- [EXERCISE DIRECTIONS]:
Convert every line of the records below into a JSON list of strings, one string per line, leaving out any blank lines.

--

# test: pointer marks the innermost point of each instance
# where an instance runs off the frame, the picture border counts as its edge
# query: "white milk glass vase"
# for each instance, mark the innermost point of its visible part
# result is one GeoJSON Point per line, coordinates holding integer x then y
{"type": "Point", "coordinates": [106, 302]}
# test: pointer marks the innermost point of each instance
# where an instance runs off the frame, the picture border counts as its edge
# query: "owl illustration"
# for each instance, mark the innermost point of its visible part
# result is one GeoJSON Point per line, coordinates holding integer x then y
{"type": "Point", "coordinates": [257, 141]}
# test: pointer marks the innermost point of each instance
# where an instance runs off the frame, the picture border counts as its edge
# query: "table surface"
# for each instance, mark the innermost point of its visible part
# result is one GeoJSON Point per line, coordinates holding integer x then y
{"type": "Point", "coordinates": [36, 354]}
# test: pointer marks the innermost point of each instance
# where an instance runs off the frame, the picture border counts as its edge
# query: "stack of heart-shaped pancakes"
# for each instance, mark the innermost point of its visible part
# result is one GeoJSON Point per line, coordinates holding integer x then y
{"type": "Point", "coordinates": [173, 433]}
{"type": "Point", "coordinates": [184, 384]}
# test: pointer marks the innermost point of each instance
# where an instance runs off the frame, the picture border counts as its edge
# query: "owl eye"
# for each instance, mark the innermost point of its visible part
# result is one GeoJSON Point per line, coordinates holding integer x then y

--

- [TASK ANSWER]:
[
  "# test: pointer marks the innermost point of each instance",
  "# where an instance runs off the frame, the picture border counts as its edge",
  "# query: \"white milk glass vase\"",
  "# for each instance, mark the innermost point of its visible part",
  "# result is one GeoJSON Point per line, coordinates holding integer x then y",
  "{\"type\": \"Point\", \"coordinates\": [106, 302]}",
  "# test: pointer marks the innermost point of each instance",
  "# where an instance runs off the frame, the picture border counts as its edge",
  "# query: \"owl illustration\"",
  "# for each instance, mark the innermost point of its visible part",
  "# result is one GeoJSON Point per line, coordinates holding integer x then y",
  "{\"type\": \"Point\", \"coordinates\": [257, 141]}",
  "# test: pointer marks the innermost point of each instance",
  "# where an instance runs off the frame, the picture border counts as its edge",
  "# query: \"table surface\"",
  "# for each instance, mark the innermost point of its visible part",
  "# result is one GeoJSON Point per line, coordinates holding integer x then y",
  "{\"type\": \"Point\", \"coordinates\": [36, 354]}",
  "# test: pointer marks the innermost point of each instance",
  "# where an instance runs off the frame, the picture border counts as its edge",
  "# query: \"stack of heart-shaped pancakes\"",
  "# for each instance, mark the innermost point of its visible part",
  "# result is one GeoJSON Point per line, coordinates holding integer x then y",
  "{\"type\": \"Point\", \"coordinates\": [173, 433]}",
  "{\"type\": \"Point\", \"coordinates\": [184, 384]}",
  "# test: pointer marks the innermost point of each instance",
  "# where an instance runs off the frame, the picture border counts as its edge",
  "# query: \"owl eye\"",
  "# for each instance, mark the innermost point of its visible part",
  "# result is one GeoJSON Point per line, coordinates holding integer x then y"
]